◆ **TASK GOAL**:
Rescale the lines from the one containing "Expected behaviour: a marker sits on the rainbow" through the end of the listing, and give only those lines. Copy each request line unchanged, and multiply every x and y coordinate in the answer points by 1.15, rounding to whole numbers with halves rounded up.

Pointing and labeling entries
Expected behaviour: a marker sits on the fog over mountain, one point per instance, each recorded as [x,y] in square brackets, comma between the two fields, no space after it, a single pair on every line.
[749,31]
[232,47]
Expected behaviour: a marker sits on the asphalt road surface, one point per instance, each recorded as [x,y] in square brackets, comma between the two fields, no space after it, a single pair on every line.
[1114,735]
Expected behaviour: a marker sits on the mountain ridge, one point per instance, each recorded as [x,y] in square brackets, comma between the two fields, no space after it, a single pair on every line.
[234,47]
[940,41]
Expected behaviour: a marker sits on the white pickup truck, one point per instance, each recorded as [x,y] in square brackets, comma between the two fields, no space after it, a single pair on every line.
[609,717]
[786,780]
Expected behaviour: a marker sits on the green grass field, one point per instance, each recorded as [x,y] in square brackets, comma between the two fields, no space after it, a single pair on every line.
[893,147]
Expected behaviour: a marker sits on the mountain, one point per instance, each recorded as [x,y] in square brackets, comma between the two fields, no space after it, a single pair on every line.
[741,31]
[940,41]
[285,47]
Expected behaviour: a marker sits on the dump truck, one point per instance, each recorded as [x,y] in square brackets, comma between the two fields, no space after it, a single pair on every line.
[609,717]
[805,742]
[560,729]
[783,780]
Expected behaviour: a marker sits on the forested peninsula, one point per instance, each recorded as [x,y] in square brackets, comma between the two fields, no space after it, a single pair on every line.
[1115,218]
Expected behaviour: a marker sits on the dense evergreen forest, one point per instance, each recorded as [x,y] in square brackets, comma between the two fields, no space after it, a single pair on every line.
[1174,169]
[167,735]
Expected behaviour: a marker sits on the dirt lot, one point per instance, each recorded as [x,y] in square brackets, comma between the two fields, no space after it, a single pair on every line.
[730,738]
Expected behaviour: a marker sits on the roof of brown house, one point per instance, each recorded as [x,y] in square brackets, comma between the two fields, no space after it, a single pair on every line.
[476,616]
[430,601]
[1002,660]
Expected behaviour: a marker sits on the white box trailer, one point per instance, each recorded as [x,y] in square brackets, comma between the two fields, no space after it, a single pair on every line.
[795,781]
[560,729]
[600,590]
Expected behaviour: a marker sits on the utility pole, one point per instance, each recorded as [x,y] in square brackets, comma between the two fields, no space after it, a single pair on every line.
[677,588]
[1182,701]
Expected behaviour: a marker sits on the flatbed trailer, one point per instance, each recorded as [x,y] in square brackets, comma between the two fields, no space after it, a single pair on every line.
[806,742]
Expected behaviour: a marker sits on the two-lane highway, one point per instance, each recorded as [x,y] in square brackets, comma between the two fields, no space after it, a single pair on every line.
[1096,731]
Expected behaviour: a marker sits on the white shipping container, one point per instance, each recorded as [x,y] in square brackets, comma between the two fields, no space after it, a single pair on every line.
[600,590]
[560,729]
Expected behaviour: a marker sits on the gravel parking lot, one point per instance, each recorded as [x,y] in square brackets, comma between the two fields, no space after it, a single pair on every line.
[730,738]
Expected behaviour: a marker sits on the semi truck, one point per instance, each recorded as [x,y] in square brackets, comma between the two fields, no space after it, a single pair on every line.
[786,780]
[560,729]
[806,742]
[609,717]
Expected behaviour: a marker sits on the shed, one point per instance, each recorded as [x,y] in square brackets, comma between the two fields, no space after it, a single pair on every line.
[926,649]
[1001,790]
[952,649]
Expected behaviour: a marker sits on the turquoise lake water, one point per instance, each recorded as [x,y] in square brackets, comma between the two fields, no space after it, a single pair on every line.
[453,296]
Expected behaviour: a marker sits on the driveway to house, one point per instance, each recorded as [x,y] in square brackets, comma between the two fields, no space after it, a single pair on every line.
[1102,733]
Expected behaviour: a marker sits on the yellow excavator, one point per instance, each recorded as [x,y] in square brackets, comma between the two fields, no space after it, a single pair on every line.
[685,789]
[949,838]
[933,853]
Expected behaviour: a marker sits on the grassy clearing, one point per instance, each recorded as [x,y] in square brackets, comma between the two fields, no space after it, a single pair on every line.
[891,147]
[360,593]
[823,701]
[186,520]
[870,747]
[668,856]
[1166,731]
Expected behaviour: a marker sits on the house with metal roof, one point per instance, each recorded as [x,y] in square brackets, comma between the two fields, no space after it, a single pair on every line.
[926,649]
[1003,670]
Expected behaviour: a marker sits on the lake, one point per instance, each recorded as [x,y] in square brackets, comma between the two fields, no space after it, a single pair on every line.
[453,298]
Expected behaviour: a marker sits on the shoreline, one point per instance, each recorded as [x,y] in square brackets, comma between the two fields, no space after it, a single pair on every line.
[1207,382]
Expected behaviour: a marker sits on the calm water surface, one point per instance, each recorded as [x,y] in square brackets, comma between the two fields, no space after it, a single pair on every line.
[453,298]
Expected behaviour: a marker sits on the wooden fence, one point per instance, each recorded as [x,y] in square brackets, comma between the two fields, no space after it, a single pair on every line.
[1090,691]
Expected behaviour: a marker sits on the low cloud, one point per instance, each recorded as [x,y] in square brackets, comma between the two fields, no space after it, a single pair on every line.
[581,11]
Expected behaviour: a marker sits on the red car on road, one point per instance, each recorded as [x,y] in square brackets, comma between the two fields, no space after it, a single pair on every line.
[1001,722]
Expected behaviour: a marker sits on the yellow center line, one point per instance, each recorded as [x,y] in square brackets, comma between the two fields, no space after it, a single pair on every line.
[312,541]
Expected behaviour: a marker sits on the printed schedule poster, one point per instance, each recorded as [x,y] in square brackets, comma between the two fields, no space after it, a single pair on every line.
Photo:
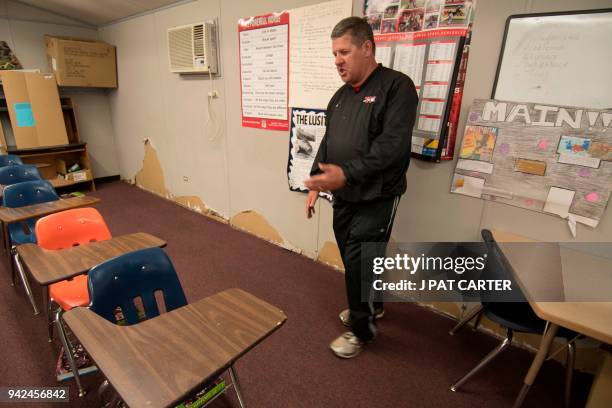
[264,70]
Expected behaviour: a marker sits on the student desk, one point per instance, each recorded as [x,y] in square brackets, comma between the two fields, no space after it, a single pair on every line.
[12,215]
[159,362]
[554,279]
[50,266]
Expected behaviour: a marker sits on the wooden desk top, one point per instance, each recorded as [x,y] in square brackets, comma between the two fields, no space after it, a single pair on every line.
[10,215]
[49,266]
[160,361]
[541,271]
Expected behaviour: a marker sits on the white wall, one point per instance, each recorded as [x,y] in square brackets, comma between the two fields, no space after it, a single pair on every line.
[245,169]
[23,28]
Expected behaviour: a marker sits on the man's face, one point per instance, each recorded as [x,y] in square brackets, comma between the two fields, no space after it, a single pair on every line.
[351,60]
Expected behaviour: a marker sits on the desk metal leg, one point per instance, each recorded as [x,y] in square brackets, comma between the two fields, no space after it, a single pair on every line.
[477,311]
[24,279]
[538,360]
[7,251]
[236,386]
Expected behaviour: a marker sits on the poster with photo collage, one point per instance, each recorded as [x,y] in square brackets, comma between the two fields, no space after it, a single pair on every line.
[428,41]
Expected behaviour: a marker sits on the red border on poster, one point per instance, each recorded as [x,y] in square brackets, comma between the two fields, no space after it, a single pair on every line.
[253,23]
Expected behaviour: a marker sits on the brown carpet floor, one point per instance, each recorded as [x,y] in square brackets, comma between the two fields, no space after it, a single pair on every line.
[412,363]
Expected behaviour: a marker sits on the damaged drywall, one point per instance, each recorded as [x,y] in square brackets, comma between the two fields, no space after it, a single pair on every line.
[195,203]
[151,178]
[330,255]
[254,223]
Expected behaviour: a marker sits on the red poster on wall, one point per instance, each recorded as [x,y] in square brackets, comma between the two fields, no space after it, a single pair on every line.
[264,70]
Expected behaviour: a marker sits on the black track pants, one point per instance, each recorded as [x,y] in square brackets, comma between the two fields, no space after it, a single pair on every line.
[354,224]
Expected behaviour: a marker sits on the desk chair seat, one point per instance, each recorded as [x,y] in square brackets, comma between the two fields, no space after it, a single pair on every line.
[118,282]
[9,160]
[20,195]
[62,230]
[514,316]
[70,294]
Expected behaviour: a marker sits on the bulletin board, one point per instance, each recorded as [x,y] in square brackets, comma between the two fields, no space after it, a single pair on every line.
[559,58]
[428,40]
[547,158]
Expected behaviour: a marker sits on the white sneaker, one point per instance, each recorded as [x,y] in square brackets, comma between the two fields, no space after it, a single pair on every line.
[346,346]
[345,316]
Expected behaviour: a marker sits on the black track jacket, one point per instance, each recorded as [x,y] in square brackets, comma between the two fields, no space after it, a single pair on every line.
[369,135]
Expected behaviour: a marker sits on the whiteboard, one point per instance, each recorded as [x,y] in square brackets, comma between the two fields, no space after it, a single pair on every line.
[561,59]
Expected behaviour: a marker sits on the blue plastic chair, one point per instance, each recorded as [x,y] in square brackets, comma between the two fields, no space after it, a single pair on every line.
[515,314]
[16,174]
[20,195]
[117,282]
[9,160]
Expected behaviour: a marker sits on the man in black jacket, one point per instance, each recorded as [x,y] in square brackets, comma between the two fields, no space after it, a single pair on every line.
[363,159]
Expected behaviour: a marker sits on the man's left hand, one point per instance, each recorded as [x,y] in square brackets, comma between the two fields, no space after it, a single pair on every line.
[332,179]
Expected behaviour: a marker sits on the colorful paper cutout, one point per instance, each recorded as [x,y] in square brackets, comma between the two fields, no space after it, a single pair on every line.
[478,143]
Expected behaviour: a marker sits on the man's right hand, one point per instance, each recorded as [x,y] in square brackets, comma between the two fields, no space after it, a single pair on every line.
[312,198]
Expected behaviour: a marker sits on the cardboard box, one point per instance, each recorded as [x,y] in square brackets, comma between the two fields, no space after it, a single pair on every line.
[34,109]
[83,63]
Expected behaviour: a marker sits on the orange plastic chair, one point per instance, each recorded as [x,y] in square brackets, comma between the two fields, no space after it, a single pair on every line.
[66,229]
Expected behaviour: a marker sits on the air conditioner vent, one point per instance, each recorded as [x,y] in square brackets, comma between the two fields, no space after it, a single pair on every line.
[179,45]
[193,48]
[198,40]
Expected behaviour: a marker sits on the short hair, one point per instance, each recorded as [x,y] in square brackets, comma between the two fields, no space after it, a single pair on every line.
[358,28]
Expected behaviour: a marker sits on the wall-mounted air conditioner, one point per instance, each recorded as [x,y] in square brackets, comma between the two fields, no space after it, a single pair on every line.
[192,48]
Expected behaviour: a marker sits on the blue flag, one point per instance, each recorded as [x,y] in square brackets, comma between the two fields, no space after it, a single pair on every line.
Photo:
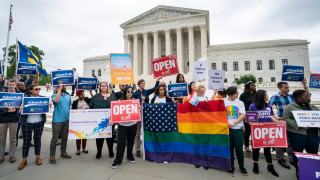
[25,55]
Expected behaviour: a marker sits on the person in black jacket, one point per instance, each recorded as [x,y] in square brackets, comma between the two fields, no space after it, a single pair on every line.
[29,123]
[79,104]
[9,118]
[161,97]
[126,133]
[247,98]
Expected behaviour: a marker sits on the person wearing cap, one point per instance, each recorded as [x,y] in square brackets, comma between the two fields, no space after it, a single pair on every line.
[281,100]
[247,98]
[79,104]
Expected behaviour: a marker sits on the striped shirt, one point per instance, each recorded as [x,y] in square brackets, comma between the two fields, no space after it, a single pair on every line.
[281,102]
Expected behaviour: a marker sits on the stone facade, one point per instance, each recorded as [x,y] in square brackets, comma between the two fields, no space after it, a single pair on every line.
[166,30]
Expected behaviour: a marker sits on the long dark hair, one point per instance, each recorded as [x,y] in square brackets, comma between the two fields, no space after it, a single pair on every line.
[124,95]
[177,80]
[158,88]
[189,87]
[259,99]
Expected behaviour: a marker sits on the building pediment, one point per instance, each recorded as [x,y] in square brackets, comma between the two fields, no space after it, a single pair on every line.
[162,13]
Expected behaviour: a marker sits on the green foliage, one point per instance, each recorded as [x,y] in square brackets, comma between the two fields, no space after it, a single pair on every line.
[248,77]
[12,57]
[44,80]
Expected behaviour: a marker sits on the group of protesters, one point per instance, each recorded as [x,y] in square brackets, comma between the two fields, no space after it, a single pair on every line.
[128,133]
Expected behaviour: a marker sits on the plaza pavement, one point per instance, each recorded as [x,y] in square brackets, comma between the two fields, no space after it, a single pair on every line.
[87,167]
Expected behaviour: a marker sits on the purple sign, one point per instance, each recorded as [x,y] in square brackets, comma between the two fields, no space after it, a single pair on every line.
[251,116]
[309,169]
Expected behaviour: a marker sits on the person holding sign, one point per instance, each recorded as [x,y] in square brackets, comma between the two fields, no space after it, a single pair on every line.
[126,133]
[247,97]
[1,83]
[102,101]
[161,97]
[9,118]
[301,137]
[265,112]
[79,104]
[29,123]
[236,113]
[191,88]
[143,95]
[60,122]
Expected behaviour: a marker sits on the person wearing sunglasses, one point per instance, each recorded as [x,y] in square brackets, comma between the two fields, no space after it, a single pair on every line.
[301,138]
[126,133]
[79,104]
[102,100]
[32,123]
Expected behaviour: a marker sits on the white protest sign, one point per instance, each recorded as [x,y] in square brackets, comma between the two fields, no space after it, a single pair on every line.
[216,79]
[200,71]
[307,118]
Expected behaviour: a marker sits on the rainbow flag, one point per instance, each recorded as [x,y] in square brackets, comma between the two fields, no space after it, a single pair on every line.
[143,97]
[193,99]
[187,134]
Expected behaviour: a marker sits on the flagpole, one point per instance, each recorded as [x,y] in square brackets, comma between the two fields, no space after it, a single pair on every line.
[6,56]
[15,72]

◆ **EXERCISE OUTPUT**:
Expected behaviour: a marker sits on the rainbow flag, one point per instance, each recorded as [x,y] in square brackets, comma between the two fields, no space after it, a single pair on every line.
[164,112]
[222,114]
[215,154]
Expected behaviour: a marker sits on the flagpole, one point per instance, each recorded as [x,y] in square brackets, comma between the two fields, no space after it, a single pair on every line.
[7,64]
[17,83]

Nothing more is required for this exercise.